§ **Supplied passage**
────────────────────
Billy Bob Thornton claims he was smoking real unfiltered cigarettes during the shoot, then he would go to his trailer and smoke more, and he even smoked while doing the voiceover sessions. He claims this experience helped make him quit smoking. Though I don’t know it it stuck or not.


They joke about making an Ed Crane talk show 


The soldier being eaten by the Japanese story came from Barry Sonnenfeld's dad. No telling how long they were sitting on that one. 


“I love the dialogue you guys wrote for this movie.” - Billy Bob

“None of it for you!” - Joel, I think


Good for Billy Bob remembering that Abraham Benrubi was also in U Turn.


There was a deleted scene (unfilmed) in which Ed, the night he kills Dave, wakes up to a flying saucer being outside and tiny ant-like aliens come out. They opted for the Ann UFO story. If they had gone with this route, then my gullibility theory goes right out the window. Its existence even as a deleted scene still messes with it, I guess, but I’ve always found that movies can have multiple interpretations, so I’m sticking with it.


Ethan says they did a take of the police officers telling Ed about Doris being arrested in which “Ed fled the interview.” I just like that he used the same terminology as in Fargo.
────────────────────
§ **Work to complete**
A. In the entries, swap "tray contents" for "bin contents", starting with the line that contains "blurry grass for grasp planning." and going on through the line that contains "[443,0,646,204]". Return only those lines, with nothing else changed.
B. Extend the notes on the Billy Bob Thornton commentary track, picking up after their final sentence.

[Entries from an annotation dataset]
────────────────────
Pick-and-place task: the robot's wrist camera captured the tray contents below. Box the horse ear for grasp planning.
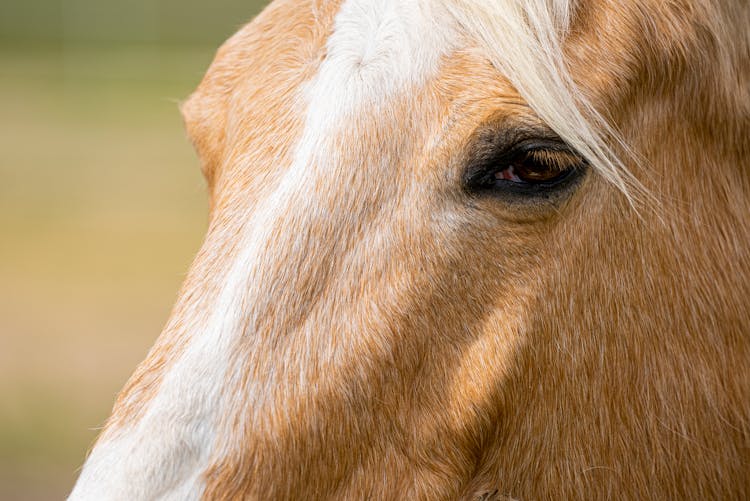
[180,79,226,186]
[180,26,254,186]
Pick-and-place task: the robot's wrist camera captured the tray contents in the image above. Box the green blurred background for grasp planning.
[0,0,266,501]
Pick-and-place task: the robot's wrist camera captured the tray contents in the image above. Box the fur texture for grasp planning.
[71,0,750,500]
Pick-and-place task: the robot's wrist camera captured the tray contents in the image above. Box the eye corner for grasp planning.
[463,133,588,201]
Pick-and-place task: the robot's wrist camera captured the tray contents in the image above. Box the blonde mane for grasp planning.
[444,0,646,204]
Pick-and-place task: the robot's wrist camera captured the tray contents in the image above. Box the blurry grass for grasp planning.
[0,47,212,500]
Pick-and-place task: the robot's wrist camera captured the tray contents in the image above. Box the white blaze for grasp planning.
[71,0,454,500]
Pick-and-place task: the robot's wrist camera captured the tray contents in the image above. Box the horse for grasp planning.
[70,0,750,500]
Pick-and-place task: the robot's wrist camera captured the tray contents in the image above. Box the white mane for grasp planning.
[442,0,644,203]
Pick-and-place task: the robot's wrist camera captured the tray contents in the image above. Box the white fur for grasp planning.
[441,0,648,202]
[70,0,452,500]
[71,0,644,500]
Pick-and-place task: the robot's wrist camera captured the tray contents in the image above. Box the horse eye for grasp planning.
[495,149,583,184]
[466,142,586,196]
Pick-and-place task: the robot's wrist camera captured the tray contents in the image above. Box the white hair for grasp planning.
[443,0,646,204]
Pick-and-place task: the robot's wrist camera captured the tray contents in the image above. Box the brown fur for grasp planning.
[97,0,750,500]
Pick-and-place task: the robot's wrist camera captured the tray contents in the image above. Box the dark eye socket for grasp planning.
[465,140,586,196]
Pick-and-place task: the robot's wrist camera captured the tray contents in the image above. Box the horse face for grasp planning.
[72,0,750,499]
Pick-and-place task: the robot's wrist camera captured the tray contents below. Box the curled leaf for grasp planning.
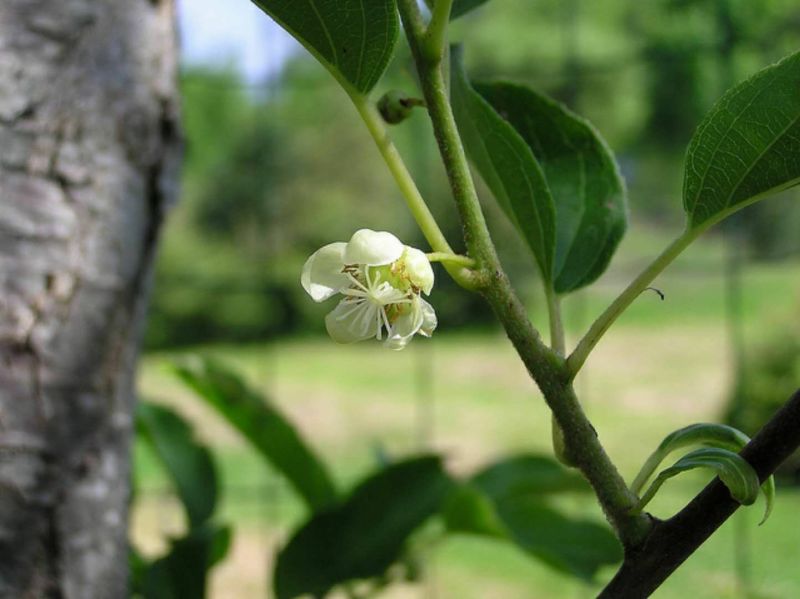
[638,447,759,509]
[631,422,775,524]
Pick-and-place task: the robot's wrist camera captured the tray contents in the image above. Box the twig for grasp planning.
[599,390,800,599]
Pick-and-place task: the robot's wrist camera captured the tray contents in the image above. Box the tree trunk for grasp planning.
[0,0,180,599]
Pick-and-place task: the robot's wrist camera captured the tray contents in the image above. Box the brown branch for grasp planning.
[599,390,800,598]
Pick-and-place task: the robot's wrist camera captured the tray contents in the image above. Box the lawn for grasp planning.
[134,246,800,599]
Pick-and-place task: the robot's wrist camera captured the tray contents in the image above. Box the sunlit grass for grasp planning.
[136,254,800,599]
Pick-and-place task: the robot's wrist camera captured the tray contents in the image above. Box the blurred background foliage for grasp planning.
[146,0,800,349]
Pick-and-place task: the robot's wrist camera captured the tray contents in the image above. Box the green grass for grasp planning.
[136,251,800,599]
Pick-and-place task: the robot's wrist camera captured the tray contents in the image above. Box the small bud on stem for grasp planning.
────────────────────
§ **Responses in order**
A.
Pick-and-place task: the robot's wrist camera captured the bin contents in the image above. Box the blurry grass for grasp planning.
[0,47,212,500]
Pick-and-place task: the robot's wrist camera captured the bin contents in the image above. Box the white blaze for grasp planning.
[71,0,454,500]
Pick-and-place task: the robot's wrist camera captured the bin contents in the image above. Box the horse for grasp planning.
[70,0,750,500]
Pick-and-place task: the robot's wrist camera captured the bin contents in the image above. Box the white mane for grasp planning.
[442,0,644,203]
Pick-and-place task: the robot's wrist camera captured the bin contents in the image above. Box the white fur for grasp planning.
[441,0,648,202]
[70,0,452,500]
[71,0,644,500]
Pick-and-place task: the robot's wrist camera captured the bin contents in the image above. Box the horse eye for grasp planning.
[495,149,583,184]
[466,142,586,196]
Pick-and-place task: the robot's wrist camera captured the bin contents in the image above. Box the white hair for grasp planning.
[443,0,646,204]

B.
This commentary was recorded on January 8, 2002. I know this because Thornton mentions that Dave Thomas died that morning.


Thornton fluffed his pants up to make it look like he had an erection while watching Birdy play the piano.


The commentary loses some steam in the back half, with multiple moments of them just watching the movie. You even hear them shuffling around in their seats during these quiet moments.


But it picks up during the credits with Billy Bob claiming he met Roderick Jaynes, the Coens’ fake editor. The Coens play along, referring to Jaynes as kind of a rough character.


They finish talking about a dude interviewing them at Cannes named Guy Pines, but “Pines” is pronounced “penis,” and how ridiculous it is to go with that pronunciation.